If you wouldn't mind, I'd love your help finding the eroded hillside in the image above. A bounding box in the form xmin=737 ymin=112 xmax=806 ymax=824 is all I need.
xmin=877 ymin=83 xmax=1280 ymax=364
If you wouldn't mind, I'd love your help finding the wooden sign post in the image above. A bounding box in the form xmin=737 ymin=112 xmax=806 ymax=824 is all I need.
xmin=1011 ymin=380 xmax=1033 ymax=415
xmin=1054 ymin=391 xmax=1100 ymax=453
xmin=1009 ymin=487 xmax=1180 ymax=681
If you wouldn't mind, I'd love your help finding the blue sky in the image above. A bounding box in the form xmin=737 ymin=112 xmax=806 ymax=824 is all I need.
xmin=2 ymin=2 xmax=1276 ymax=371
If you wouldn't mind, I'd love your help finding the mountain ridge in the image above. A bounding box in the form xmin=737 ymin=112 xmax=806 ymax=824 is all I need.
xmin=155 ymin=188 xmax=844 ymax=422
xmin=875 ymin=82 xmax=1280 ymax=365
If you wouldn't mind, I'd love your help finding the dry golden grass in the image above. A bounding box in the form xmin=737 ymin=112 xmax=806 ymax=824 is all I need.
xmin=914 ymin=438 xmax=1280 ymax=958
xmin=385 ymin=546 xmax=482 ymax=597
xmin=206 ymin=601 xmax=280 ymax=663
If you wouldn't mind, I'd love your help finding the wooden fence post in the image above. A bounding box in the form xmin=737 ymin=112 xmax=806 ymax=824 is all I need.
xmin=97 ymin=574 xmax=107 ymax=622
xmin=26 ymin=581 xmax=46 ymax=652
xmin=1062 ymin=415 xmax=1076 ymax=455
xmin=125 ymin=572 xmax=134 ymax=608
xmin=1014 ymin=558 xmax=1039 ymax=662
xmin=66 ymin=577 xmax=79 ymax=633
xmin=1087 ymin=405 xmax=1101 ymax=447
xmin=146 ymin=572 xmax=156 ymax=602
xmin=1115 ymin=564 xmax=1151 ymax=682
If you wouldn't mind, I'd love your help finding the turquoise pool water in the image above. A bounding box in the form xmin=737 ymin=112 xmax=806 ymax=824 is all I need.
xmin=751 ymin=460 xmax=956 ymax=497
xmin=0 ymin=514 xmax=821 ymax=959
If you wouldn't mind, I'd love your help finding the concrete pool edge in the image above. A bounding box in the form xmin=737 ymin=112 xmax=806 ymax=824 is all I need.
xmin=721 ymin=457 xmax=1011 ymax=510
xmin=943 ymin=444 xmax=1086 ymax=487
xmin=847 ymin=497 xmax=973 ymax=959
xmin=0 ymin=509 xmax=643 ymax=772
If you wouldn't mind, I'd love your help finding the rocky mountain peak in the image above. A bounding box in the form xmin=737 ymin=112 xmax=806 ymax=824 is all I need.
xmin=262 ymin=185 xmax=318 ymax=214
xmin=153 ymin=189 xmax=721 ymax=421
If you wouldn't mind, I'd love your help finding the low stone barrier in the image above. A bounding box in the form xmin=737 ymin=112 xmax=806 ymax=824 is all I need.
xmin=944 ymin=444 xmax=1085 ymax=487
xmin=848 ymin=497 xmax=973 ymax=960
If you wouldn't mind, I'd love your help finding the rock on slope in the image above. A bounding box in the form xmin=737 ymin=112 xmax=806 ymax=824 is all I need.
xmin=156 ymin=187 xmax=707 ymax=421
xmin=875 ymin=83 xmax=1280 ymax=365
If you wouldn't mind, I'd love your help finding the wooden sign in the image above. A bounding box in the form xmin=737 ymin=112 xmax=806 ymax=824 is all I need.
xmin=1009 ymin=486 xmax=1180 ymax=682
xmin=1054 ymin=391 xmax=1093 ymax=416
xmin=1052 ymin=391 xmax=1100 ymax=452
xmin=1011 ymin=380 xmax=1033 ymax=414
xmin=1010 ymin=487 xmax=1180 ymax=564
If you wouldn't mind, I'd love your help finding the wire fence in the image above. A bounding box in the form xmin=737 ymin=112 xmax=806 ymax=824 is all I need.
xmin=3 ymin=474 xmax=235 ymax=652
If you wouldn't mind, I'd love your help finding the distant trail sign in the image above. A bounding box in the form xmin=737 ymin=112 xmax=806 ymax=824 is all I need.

==================================================

● Task instructions: Look above for the line containing "If you wouldn't mind, I'd love your help finding the wire", then transcribe it and all lines after it through the last, exactly and with nothing else.

● Answer box:
If you wouldn't mind, I'd love your help finding the wire fence in the image above. A bounding box in the form xmin=737 ymin=112 xmax=806 ymax=824 is all I need.
xmin=3 ymin=474 xmax=235 ymax=652
If you wouldn't mind, I'd love your help finding the distant trail sign in the image above. A bounding box in the form xmin=737 ymin=112 xmax=806 ymax=824 is all I need.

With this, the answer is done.